Task inputs:
***

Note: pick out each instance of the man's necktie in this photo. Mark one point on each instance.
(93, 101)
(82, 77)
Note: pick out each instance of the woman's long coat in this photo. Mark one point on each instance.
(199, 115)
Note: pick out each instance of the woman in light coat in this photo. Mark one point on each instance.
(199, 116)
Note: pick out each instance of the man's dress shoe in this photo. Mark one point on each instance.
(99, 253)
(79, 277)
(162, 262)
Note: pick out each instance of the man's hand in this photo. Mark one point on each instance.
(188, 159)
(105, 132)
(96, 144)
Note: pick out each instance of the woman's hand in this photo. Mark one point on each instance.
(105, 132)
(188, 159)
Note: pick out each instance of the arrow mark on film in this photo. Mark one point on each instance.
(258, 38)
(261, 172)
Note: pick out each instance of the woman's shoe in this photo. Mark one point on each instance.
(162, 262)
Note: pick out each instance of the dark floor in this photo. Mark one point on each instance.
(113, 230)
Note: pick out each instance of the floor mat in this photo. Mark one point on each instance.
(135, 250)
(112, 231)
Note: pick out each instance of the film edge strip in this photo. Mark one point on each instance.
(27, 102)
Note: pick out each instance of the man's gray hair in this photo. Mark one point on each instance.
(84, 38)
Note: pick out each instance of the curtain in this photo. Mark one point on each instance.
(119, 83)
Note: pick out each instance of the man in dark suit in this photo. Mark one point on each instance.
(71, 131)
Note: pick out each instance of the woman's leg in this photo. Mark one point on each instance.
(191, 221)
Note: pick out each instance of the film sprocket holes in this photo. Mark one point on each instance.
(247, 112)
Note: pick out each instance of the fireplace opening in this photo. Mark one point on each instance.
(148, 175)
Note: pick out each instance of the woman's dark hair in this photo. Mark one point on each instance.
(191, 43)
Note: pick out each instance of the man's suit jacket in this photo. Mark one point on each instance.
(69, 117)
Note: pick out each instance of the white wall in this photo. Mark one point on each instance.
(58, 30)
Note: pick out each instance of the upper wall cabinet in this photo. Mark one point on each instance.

***

About this exercise: From the listing above, extract all records word for word.

Response below:
Note: pick out each instance of the man's necktie in this photo. Mark one point on each instance.
(93, 101)
(82, 77)
Note: pick out each instance of the woman's long coat in this photo. Mark one point on each instance.
(199, 115)
Note: pick out each instance of the woman in light coat in this photo. Mark one point on each instance.
(199, 116)
Note: pick out each instance of the man's dress shoe in this photo. Mark one point on each instance.
(99, 253)
(79, 277)
(162, 262)
Note: pick out each instance of the man's hand in this photo. Mark one point on each instance.
(188, 159)
(105, 132)
(96, 144)
Note: pick out each instance of the woman's hand in this photo. Mark one point on each instance.
(105, 132)
(188, 159)
Note: pick out each instance of the arrow mark on film in this photo. Mark one point on each instance.
(258, 38)
(261, 172)
Note: pick out each instance of the woman's shoe in this photo. Mark one point on each instance.
(162, 262)
Note: pick out each instance of the dark floor in this photo. Mark one point on each instance.
(113, 230)
Note: pick out each instance of the floor mat in this photo. Mark one point on each instance.
(135, 250)
(112, 231)
Note: pick out each instance of the film edge strip in this photo. Mark one point on each instance.
(27, 102)
Note: pick out each instance of the man's gray hair in this photo. Mark one point on each instance.
(84, 38)
Note: pick out each instance of the curtain in this photo. Mark one point on each instance.
(119, 83)
Note: pick out each instance of the man in dark suit in this photo. Mark one point on each instance.
(71, 131)
Note: pick out each instance of the woman's leg in this photo. Mark one point on each instance.
(191, 221)
Note: pick out each instance of the film sprocket holes in this photo. Mark one point on each instance.
(247, 112)
Note: pick out each instance of the fireplace opening in this photo. Mark one point on each instance.
(148, 175)
Note: pick out each instance of the woman's dark hair in this photo. Mark one point on each instance.
(191, 43)
Note: pick out each instance of the man's suit jacket in this photo. Mark one point on each instance.
(69, 117)
Note: pick out each instance of the white wall in this photo. Mark one point on each instance.
(58, 30)
Note: pick out each instance of the upper wall cabinet in this photo. Mark one point on each instance.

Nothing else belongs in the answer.